Image point grounding data
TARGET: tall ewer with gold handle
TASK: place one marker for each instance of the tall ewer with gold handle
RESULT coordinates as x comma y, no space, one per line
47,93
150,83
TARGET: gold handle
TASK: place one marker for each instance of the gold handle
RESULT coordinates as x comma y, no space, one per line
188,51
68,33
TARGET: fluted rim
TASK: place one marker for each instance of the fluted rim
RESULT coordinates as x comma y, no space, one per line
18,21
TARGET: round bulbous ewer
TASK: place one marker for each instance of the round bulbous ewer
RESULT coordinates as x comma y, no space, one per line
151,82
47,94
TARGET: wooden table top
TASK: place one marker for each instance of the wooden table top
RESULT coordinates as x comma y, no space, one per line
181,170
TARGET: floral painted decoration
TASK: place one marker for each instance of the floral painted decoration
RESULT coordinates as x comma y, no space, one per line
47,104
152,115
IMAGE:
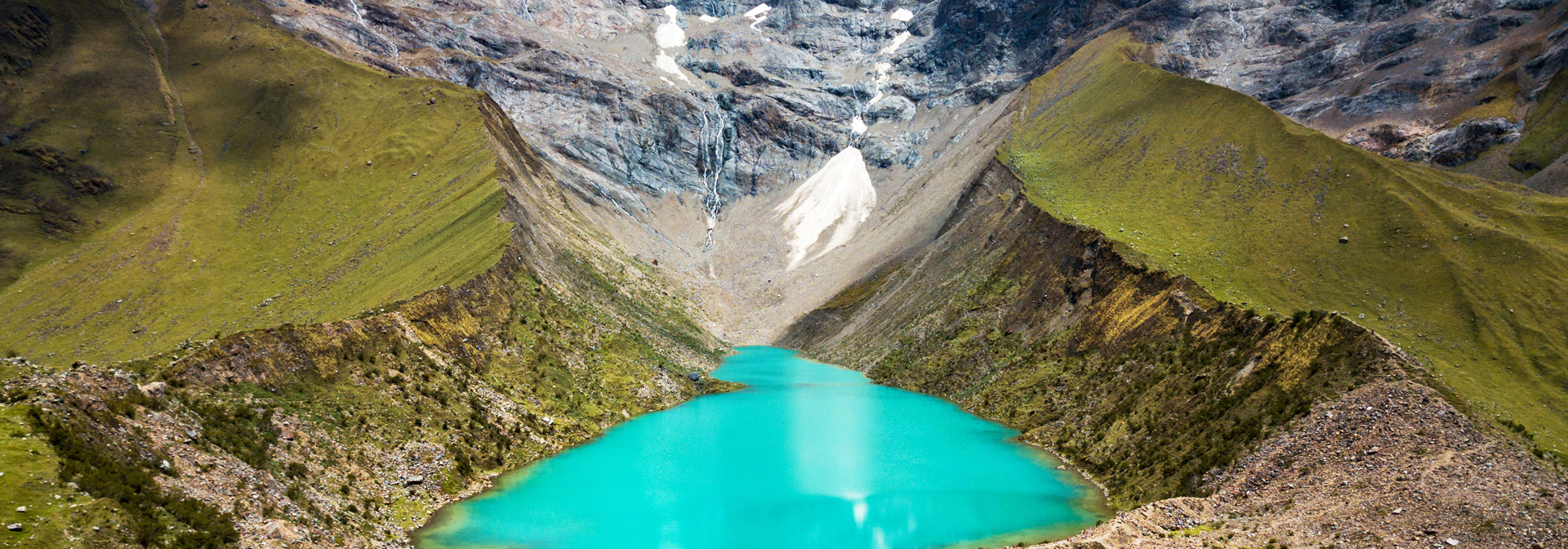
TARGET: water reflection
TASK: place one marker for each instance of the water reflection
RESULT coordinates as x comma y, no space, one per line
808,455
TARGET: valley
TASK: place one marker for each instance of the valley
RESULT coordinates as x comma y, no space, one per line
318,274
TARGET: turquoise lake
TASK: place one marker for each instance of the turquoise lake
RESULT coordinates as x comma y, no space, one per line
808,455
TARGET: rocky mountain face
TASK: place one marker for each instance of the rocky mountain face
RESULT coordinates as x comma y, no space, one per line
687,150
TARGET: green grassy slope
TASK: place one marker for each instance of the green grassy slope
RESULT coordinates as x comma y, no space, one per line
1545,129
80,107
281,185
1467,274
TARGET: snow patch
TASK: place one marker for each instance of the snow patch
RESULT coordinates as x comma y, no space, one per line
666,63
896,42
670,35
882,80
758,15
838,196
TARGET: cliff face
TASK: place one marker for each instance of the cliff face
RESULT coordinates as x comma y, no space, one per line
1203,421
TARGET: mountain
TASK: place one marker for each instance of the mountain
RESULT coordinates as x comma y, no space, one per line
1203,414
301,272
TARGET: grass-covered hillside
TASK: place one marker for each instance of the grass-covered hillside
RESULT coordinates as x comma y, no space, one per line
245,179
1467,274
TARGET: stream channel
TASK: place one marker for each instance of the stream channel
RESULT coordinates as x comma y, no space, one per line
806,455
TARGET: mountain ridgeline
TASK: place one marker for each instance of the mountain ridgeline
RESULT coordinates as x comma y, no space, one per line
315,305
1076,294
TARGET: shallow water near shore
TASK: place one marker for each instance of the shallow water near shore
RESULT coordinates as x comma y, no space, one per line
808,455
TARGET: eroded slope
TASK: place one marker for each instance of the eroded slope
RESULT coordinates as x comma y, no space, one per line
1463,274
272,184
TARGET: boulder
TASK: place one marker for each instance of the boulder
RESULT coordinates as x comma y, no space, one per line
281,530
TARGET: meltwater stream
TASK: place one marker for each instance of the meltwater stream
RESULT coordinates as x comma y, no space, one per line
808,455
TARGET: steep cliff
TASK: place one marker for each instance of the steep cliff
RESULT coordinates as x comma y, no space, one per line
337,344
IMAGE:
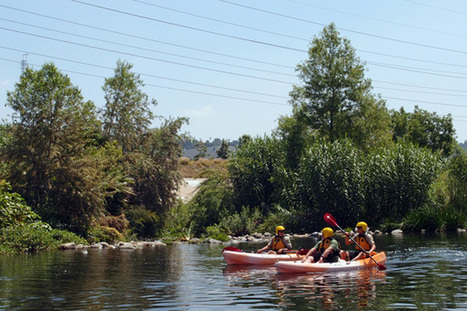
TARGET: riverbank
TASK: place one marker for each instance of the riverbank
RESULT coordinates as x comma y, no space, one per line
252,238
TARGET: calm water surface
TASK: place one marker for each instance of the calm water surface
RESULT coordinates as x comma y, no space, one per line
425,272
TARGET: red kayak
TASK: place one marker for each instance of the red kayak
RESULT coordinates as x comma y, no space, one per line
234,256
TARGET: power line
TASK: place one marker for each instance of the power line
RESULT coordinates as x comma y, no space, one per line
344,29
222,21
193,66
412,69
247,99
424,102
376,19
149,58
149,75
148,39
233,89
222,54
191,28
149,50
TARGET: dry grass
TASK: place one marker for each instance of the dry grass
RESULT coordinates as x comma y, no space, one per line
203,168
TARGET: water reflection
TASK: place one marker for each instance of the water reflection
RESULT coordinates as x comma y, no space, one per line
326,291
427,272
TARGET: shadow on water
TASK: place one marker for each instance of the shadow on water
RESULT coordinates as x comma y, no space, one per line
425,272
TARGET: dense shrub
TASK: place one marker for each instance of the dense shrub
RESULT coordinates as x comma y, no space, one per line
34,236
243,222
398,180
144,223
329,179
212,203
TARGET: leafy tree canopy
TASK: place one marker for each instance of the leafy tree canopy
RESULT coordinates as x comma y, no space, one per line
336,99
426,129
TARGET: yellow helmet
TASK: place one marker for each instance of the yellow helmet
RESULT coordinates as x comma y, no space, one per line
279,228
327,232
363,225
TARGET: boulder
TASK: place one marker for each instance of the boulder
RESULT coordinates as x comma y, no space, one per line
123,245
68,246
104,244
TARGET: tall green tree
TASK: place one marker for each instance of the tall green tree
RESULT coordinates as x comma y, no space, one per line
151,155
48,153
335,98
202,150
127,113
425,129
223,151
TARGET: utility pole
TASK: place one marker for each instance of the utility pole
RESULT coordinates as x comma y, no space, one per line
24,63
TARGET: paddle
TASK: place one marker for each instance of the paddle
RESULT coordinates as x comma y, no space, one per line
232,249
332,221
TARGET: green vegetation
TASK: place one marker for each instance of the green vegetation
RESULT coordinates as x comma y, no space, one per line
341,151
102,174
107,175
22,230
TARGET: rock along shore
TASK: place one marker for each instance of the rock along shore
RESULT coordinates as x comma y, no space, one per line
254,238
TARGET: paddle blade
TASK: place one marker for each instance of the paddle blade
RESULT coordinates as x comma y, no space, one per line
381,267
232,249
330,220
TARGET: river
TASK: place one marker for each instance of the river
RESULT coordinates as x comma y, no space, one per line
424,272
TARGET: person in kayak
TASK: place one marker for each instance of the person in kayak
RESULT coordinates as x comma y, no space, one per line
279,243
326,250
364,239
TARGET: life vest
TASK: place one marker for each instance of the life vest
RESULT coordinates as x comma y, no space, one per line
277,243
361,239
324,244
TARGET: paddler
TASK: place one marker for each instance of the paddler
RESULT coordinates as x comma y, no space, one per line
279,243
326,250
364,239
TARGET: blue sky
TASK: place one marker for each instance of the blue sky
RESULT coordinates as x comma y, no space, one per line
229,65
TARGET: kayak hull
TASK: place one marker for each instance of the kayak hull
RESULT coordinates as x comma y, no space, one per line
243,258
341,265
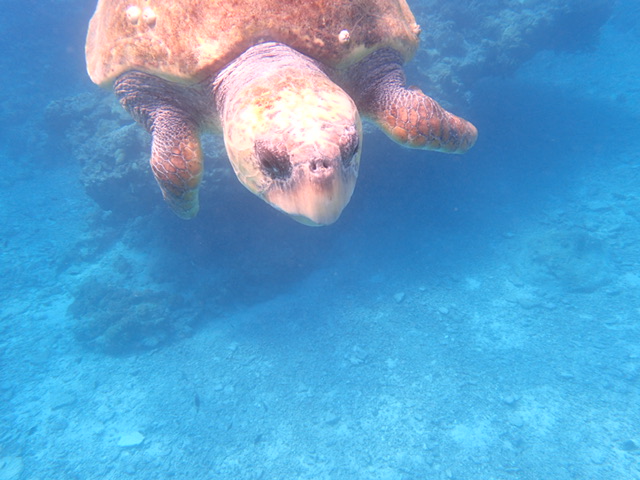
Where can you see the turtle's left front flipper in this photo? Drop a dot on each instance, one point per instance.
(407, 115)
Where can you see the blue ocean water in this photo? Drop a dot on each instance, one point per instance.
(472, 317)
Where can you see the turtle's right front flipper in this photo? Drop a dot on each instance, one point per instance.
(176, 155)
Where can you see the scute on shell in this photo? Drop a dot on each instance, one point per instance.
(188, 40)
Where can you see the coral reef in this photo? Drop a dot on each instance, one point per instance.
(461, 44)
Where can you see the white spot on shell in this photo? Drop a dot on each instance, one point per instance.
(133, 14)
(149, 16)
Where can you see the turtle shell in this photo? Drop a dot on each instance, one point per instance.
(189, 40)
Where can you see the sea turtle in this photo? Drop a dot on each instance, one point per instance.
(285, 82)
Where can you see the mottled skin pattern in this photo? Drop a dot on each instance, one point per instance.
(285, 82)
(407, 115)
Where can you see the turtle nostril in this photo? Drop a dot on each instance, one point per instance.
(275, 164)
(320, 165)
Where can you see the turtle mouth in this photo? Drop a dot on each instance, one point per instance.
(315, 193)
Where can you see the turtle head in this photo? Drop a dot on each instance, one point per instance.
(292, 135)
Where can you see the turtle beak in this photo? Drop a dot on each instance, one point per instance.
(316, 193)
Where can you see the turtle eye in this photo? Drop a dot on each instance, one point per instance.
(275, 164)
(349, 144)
--
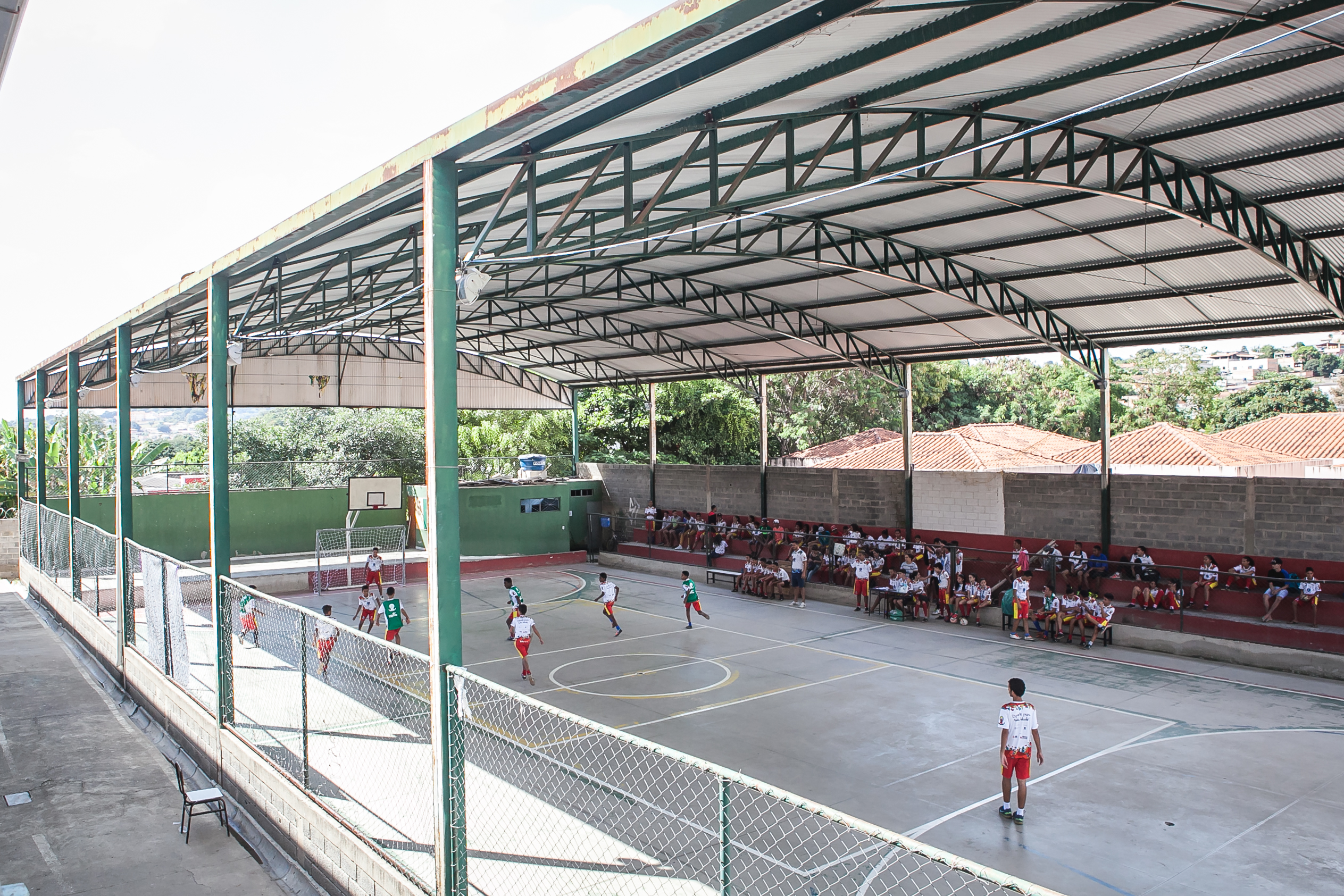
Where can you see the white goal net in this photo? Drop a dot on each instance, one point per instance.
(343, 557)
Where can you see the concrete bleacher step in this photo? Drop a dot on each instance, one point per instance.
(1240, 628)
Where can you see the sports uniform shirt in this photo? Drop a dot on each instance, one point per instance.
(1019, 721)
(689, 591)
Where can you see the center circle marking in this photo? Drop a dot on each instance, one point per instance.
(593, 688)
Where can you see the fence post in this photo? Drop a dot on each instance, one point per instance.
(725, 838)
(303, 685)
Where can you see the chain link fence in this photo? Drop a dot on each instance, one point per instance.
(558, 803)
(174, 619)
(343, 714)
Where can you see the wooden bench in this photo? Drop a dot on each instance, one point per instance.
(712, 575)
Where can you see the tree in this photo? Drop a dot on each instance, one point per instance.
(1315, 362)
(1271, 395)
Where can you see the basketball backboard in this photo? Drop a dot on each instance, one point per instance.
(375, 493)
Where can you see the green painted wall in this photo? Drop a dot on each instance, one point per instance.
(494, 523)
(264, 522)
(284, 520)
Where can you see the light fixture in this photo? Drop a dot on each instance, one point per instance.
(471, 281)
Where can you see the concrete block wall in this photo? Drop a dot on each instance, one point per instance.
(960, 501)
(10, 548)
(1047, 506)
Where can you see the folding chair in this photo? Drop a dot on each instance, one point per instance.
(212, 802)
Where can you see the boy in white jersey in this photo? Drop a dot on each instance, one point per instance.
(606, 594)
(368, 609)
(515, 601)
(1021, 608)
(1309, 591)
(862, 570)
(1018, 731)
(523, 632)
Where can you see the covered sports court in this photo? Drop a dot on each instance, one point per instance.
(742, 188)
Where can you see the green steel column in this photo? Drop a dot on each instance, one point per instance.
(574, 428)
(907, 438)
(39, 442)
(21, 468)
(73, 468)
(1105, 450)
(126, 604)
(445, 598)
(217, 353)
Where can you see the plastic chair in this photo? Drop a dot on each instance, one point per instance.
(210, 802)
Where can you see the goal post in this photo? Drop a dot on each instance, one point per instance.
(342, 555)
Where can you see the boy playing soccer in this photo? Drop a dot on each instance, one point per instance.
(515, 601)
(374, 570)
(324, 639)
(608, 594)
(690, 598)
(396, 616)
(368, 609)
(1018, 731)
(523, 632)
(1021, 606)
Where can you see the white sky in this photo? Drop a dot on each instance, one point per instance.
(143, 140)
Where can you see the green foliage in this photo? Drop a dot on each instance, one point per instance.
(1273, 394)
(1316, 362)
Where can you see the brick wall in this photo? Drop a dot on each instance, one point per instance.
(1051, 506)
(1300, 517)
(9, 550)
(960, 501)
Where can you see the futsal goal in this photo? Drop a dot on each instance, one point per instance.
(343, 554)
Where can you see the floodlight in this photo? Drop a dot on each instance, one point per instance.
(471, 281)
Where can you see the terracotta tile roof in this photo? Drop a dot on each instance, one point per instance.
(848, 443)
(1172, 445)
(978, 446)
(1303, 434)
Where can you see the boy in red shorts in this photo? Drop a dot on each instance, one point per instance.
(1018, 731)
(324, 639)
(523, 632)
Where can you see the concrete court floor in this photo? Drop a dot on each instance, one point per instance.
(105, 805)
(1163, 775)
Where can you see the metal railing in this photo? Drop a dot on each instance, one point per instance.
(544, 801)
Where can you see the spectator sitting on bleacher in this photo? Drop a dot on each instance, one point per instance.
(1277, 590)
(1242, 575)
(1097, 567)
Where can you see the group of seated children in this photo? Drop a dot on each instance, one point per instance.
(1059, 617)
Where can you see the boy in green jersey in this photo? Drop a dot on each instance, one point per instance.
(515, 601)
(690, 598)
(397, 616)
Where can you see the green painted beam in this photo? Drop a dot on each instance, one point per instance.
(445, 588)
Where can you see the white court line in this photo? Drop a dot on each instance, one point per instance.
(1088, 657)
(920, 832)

**TASK REQUIREMENTS:** Reproduce every line above containing "helmet".

**ANSWER SPACE:**
TARGET: yellow helmet
TASK: place one marker for each instance of the yellow helmet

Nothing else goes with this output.